*** Reading passage ***

Study by University of Cambridge researchers identifies four strategies and two key methods for scaling up social businesses in developing countries in order to meet huge unmet needs of more than four billion people.
Social businesses can play an important role in developing countries in addressing needs such as healthcare, energy, education and sanitation, but such businesses have faced a difficult time scaling up to significant size and reach.
New research authored by researchers at the University of Cambridge identifies four key strategies and two methods for social businesses to scale up, which could help them reach many more of the four billion people in developing countries who could benefit from the services of such businesses.
“Meeting these needs through affordable and sustainable solutions offers businesses a vast opportunity for future growth,” says the study published in the Journal of Cleaner Production. “Indeed, as developing markets emerge from low-income to middle-income status, their development offers businesses the potential to make profits while also delivering significant social impact.”
The study identifies market penetration, market development, product development and diversification as the four key growth strategies at different stages of business maturity for social businesses. In parallel, the study found two ways of increasing income generated through these four strategies – increasing revenue per stream and diversifying revenue streams.
The study defines “scaling up” as “increasing the number of customers or members of a business as well as expanding its offer and maximising its revenues until it reaches millions of people.” Previous studies had focused on scaling up conventional for-profit businesses and NGOs, but there had been little research on scaling up profit-generating social businesses.
Social businesses have had difficulty scaling up in developing countries due to a lack of infrastructure such as roads and electricity, coupled with a lack of clear property rights and well-functioning courts. On a more encouraging note, new technology such as mobile telephony and new business structures such as public-private partnerships now make it easier for such businesses to find ways to reach new consumers.
The study – entitled “Scaling up social businesses in developing markets” – is co-authored by Nancy Bocken, a Fellow at the Cambridge Institute for Sustainability Leadership; Alison Fil, a former Industrial Systems, Manufacture, and Management (ISMM) student at the Institute for Manufacturing, University of Cambridge; and by Jaideep Prabhu, Professor of Marketing at Cambridge Judge Business School and Director of the Centre for India & Global Business. Nancy Bocken is also Associate Professor at the Delft University of Technology in the Netherlands.
“Social businesses have enormous potential to provide important services to billions of people around the world – but such businesses need to scale up in order to meet these needs,” says Professor Prabhu. “This study is a first step to greater understanding in this area, but we need a lot more work to support the development and growth of such businesses.”

*** End of Reading passage ***
*** Given information ***

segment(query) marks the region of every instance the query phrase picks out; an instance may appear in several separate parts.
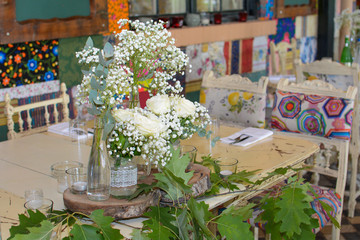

*** End of Given information ***

* **Tasks for this exercise**
**1.** List the four growth strategies for social businesses named in the article on scaling up social businesses.
**2.** According to the article on scaling up social businesses, in which journal was the study published?

* **Replies**
**1.** Market penetration, market development, product development, and diversification.

**2.** The Journal of Cleaner Production.